> **Directions**: Give back only the rows starting with the line that contains "of the black" and going on through the line that contains "point(12, 575)", substituting "armchair" for "accent chair" and keeping every other character the same.

[Pointing records]
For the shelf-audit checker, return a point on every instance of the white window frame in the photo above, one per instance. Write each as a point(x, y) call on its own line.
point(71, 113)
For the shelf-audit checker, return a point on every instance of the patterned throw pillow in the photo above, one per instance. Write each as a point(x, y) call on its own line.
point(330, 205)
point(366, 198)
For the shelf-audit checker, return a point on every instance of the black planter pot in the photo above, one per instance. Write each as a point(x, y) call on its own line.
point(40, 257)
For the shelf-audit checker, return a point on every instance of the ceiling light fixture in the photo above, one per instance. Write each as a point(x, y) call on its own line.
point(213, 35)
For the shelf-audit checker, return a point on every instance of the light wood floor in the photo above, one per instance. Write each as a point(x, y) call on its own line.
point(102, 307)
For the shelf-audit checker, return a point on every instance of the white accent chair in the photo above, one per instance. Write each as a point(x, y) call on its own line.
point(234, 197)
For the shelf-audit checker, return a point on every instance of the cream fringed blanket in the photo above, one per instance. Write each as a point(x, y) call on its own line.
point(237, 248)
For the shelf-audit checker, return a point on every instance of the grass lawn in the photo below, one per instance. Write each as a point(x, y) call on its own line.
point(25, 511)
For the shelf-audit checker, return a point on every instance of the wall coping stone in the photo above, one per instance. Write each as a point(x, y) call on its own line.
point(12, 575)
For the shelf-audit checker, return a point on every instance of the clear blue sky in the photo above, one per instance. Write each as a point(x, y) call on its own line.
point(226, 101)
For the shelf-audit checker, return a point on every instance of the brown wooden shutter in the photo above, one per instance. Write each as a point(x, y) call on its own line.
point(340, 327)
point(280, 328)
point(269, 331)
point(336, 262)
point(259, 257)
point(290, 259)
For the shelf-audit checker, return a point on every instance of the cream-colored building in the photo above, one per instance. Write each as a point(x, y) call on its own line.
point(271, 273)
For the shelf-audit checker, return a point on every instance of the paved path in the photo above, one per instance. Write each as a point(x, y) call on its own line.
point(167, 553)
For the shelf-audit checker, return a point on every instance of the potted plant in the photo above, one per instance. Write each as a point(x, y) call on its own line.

> **Complete answer**:
For the shelf-audit checker, return a point on every instance of the black planter pot in the photo above, one per instance. Write each as a point(x, y) call on its own line.
point(40, 257)
For the shelf-audit checker, return a point on every instance of the ceiling light fixture in the photo above, one per instance. Write each as a point(x, y) call on its own line.
point(213, 35)
For the shelf-audit checker, return a point on every instance of the light wood floor in the photo above, one per instance. Write each as a point(x, y) call on its own line.
point(102, 307)
For the shelf-audit checker, return a point on every instance of the white armchair in the photo above, one per instance. Write each as a point(x, y) call on its own line.
point(234, 197)
For the shelf-audit checker, return a point on every instance of the cream fringed blanket in the photo above, one per instance. Write each as a point(x, y) call on its own line.
point(237, 248)
For the shelf-audit checker, return a point on every instance of the grass lawn in the photo below, one per instance. Write each as a point(x, y) call on its own line.
point(25, 511)
For the shelf-audit checker, return a point on every instance of the wall coping stone in the photo above, one per instance. Write each as a point(x, y) call on its own line.
point(12, 575)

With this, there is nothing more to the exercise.